# [Kaynak]
=====
Çağın Hitler'i 'Putin'

Portremizin konusuda bu terör saldırılarının arka bahçesi ve bu bahçedeki en büyük oyuncuda Rusya devlet başkanı Putin. Yazımı okuduğunuzda ne demek istediğimi daha iyi anlayacaksınız.

•  2008 yılında Güney Osetya’yı bahane ederek Gürcistan’a girdi, dünya devletlerinden ve BM’den ses çıkmadı.

•  2014 yılında Ukrayna’ya bağlı Kırım Özerk bölgesini işgal edip Rusya’yı ilhak etti, yine kimseden ses çıkmadı. Sadece göstermelik kınamalar ve tanımıyoruz beyanları yapıldı.

•  2015 yılında Suriye’deki savaşa dahil oldu ve dünyadan yine ses yok. İran’la ittifak halinde, Suriye’de bir  vekalet savaşına dahil oldu, çağdaş dünya yine sessiz.
=====
# [Açıklamalı koordinat kayıtları]
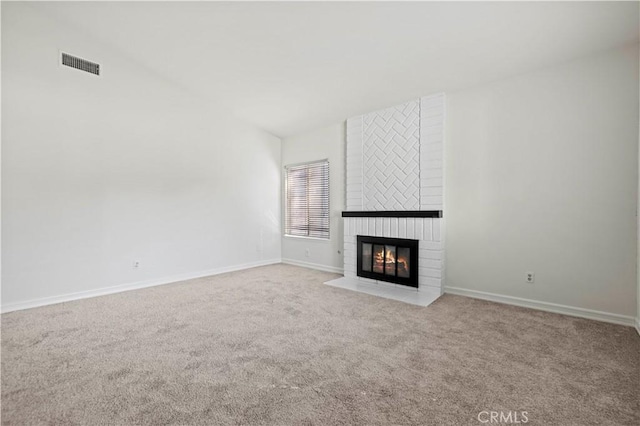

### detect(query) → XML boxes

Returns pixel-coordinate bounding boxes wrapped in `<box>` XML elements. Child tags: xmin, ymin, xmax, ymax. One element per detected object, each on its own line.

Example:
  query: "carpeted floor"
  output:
<box><xmin>2</xmin><ymin>265</ymin><xmax>640</xmax><ymax>426</ymax></box>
=====
# [Görev tanımı]
Putin hakkındaki metne göre Putin 2015 yılında hangi ülkedeki savaşa dahil oldu? Bu öğelerin metinle hiçbir ilgisi yoktur.

# [Ayrıntılı çözüm]
Suriye'deki savaşa dahil oldu.